## [Material for this task]

· · ·

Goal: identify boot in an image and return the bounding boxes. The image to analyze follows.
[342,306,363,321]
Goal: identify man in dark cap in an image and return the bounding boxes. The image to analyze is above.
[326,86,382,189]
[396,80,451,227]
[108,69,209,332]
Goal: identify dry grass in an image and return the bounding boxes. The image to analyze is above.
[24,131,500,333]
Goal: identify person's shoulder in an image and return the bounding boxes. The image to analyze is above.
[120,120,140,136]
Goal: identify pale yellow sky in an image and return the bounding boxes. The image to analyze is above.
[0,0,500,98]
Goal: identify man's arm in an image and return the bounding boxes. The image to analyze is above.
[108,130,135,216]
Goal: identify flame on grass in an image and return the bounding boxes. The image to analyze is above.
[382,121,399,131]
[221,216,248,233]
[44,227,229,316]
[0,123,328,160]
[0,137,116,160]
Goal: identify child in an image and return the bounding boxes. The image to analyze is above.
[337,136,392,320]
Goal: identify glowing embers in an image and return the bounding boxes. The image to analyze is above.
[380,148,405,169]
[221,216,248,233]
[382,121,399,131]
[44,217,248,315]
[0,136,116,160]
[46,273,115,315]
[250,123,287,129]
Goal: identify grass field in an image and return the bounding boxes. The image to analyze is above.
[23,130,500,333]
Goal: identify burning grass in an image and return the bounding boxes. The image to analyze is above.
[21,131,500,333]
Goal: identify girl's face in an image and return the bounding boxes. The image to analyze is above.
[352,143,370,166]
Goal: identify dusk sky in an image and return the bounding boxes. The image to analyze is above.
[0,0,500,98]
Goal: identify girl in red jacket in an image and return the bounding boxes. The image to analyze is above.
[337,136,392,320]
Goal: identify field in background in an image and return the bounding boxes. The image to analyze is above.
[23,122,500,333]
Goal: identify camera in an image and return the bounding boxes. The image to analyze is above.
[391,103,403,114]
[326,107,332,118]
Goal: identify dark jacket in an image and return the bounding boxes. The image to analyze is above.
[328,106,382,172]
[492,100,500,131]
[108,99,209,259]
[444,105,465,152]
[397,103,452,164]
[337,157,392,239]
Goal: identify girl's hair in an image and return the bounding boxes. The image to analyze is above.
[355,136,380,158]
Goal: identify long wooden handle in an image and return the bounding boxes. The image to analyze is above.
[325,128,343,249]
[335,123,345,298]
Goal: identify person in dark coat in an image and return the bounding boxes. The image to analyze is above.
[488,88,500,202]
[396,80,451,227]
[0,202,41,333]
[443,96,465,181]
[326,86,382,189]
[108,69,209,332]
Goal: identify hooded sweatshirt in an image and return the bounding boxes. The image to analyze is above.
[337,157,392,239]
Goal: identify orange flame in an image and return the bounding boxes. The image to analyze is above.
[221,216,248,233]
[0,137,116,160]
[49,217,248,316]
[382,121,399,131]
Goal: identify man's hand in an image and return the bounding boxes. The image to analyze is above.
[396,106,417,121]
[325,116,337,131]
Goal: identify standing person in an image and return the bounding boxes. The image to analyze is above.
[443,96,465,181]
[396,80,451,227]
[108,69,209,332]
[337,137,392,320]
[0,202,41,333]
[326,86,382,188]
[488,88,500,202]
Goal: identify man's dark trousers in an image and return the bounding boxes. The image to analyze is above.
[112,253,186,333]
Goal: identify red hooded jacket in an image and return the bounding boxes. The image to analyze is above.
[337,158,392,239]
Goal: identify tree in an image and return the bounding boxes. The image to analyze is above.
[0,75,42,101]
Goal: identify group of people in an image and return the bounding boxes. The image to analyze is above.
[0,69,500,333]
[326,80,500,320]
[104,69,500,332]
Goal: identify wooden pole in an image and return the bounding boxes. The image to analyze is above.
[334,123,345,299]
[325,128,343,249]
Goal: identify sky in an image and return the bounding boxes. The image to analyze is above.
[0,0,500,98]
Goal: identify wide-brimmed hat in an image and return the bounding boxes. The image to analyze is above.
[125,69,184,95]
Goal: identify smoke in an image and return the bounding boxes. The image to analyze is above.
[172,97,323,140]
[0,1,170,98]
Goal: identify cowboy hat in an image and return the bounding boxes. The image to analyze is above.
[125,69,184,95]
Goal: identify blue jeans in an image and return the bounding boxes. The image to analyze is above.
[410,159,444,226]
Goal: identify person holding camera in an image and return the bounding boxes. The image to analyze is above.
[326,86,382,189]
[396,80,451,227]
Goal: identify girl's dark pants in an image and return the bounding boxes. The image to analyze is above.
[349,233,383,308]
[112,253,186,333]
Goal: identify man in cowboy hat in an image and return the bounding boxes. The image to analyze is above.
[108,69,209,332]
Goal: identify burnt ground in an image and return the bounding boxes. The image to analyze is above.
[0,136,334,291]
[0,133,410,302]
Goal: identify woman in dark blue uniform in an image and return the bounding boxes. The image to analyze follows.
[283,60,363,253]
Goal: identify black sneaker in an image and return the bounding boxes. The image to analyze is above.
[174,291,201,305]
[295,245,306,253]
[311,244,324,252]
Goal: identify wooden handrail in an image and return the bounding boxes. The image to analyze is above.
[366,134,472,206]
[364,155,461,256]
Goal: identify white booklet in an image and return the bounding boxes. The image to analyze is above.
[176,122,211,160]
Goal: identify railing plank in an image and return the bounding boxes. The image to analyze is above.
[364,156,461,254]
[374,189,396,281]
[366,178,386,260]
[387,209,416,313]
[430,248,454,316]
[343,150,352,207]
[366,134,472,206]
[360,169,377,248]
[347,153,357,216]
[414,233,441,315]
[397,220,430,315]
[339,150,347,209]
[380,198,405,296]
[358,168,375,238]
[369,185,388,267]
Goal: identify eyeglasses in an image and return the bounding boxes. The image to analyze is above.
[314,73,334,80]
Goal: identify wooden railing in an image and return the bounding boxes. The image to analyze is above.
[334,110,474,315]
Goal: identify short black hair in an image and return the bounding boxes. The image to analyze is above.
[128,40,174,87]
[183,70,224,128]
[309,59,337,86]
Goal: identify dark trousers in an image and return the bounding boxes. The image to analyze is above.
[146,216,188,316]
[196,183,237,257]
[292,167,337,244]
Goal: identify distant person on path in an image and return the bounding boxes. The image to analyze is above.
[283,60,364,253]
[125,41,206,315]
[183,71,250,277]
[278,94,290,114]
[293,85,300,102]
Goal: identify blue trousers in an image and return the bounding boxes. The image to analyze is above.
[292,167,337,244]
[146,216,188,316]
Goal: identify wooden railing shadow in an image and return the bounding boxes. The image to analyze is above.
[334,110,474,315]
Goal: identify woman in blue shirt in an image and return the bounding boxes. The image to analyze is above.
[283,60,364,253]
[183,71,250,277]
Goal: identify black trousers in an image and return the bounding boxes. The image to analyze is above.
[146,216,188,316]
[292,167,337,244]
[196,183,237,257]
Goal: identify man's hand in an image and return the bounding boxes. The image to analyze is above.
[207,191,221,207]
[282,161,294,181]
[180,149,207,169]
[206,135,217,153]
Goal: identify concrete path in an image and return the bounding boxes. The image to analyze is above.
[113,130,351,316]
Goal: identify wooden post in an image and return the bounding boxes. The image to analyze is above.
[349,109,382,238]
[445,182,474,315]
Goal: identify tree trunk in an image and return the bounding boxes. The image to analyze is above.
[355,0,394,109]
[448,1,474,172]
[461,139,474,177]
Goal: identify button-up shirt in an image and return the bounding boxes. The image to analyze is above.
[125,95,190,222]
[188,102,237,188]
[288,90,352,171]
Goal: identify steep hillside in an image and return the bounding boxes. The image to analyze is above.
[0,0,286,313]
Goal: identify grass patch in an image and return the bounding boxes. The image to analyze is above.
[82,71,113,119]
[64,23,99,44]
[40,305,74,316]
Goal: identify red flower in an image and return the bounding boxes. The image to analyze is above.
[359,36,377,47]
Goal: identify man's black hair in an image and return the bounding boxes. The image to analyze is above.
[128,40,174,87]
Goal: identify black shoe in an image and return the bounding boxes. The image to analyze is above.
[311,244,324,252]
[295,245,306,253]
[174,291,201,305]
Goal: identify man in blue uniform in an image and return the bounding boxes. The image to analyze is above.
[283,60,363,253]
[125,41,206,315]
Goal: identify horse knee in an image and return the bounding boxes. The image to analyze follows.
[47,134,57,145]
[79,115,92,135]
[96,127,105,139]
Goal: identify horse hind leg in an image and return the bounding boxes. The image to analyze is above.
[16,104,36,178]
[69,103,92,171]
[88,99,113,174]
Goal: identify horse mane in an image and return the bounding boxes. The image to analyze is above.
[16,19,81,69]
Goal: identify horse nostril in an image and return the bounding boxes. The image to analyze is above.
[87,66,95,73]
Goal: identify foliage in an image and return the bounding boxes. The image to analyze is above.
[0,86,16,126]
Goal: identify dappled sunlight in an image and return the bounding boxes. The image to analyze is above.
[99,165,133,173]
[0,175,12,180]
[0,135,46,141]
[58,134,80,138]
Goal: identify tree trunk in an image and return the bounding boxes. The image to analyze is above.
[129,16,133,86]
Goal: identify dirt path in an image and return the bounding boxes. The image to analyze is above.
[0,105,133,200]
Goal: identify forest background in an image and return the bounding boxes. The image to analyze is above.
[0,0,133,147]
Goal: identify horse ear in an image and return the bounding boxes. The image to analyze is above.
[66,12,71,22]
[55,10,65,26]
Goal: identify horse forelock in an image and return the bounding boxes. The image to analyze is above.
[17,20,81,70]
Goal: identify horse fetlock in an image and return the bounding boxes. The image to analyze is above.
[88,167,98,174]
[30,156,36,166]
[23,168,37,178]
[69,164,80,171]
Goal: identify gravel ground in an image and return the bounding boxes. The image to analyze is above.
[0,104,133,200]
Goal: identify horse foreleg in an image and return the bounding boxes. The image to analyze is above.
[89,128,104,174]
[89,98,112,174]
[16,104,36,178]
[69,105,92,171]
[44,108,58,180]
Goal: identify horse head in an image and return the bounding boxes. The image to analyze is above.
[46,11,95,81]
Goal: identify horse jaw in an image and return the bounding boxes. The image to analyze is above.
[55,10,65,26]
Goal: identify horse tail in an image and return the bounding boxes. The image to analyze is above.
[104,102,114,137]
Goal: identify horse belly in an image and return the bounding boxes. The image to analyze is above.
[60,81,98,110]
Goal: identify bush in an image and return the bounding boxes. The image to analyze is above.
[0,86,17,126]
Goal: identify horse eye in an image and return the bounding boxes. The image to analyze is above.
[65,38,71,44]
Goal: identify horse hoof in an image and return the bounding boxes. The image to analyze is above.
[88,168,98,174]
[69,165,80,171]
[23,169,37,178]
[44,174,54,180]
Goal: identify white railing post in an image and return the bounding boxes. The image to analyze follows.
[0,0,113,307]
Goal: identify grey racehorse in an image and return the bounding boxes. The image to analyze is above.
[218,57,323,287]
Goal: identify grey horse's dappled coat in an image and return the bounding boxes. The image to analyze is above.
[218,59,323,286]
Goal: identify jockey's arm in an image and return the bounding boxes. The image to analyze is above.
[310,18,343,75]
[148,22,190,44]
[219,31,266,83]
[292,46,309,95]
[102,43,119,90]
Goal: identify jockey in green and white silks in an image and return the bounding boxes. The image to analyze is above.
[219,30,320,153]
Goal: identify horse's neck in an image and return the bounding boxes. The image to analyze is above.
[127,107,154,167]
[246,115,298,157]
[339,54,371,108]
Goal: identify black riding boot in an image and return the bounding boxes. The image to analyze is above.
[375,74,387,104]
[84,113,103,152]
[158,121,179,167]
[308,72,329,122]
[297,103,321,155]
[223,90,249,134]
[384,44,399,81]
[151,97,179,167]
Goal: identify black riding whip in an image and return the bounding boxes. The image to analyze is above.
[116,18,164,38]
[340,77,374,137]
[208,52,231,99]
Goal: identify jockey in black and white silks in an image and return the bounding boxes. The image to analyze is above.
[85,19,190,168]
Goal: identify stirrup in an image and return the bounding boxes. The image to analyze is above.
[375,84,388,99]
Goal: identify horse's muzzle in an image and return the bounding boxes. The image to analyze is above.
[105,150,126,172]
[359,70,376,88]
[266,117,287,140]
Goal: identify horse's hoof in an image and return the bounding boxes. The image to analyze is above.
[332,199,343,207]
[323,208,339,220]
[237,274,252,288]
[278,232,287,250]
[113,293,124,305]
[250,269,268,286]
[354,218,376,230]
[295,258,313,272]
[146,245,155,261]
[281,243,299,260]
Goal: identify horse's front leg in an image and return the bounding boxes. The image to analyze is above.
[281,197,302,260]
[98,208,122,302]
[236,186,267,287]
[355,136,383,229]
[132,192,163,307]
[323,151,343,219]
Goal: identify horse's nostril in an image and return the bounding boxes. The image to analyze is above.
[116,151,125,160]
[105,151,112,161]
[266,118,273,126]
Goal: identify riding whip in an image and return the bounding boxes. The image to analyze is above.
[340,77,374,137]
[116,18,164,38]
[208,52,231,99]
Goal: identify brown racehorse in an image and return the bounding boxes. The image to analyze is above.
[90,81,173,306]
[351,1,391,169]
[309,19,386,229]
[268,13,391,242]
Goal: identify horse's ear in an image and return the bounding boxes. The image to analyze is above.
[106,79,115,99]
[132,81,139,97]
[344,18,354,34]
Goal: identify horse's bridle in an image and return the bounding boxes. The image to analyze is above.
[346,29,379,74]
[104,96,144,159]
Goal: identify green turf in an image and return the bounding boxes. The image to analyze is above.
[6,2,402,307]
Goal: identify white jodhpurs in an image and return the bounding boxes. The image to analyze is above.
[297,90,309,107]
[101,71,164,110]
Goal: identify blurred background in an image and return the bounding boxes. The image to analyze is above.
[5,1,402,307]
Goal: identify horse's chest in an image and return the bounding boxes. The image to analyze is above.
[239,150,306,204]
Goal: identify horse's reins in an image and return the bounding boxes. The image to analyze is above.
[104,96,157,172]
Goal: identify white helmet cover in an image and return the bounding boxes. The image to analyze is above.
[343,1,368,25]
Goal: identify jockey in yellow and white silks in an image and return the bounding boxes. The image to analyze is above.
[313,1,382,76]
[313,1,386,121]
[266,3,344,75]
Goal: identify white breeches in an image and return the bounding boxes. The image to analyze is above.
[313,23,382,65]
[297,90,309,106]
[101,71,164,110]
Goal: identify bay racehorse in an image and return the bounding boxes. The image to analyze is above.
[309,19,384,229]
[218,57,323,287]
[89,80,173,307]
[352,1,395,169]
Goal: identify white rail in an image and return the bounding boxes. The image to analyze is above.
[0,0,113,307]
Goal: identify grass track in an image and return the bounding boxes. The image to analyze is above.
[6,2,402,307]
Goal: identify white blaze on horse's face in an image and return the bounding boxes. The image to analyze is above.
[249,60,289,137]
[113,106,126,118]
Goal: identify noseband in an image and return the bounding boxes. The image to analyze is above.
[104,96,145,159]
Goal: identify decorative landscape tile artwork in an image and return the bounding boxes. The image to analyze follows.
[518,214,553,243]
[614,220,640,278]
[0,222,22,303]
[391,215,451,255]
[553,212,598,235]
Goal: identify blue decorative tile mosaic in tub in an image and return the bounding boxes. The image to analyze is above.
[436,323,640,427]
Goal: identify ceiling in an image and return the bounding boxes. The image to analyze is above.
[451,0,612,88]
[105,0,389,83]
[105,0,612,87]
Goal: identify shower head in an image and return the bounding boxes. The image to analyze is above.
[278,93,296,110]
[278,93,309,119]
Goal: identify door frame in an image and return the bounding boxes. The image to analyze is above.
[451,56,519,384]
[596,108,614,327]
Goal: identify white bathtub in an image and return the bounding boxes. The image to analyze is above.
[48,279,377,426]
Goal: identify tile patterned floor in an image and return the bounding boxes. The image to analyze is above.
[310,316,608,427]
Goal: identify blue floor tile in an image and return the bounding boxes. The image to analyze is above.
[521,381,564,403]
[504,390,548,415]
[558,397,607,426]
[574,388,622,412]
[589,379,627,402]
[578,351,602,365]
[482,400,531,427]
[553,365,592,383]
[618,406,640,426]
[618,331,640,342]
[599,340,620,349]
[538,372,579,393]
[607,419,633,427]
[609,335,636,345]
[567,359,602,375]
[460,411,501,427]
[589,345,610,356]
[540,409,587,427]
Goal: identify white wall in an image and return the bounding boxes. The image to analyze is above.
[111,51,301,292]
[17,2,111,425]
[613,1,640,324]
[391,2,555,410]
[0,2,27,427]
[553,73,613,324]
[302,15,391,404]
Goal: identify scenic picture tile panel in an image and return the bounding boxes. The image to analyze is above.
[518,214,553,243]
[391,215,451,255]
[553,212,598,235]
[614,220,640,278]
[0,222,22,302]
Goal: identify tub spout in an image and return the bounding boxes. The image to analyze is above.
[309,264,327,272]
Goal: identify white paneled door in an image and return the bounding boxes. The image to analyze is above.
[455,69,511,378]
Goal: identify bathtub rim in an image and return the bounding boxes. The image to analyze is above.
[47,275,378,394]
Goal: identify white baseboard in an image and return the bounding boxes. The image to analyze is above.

· · ·

## [Work required]
Copy the entries from the line with "Goal: identify horse belly" to the line with "[44,174,54,180]", renaming "horse" as "pony" wherever it occurs and leaving everything else as it is.

## [Complete response]
Goal: identify pony belly in an image and return the bounding boxes. The image to analyze is above.
[60,81,98,110]
Goal: identify bush in an image and return the bounding boxes. The image to analyze is above.
[0,86,17,126]
Goal: identify pony eye in an image and return the bounding boxes. The image to analyze is above.
[65,38,71,44]
Goal: identify pony hoof in an image and return the bounding boxes. The image to analyze is above.
[88,168,98,174]
[69,165,80,171]
[23,169,37,178]
[44,174,54,180]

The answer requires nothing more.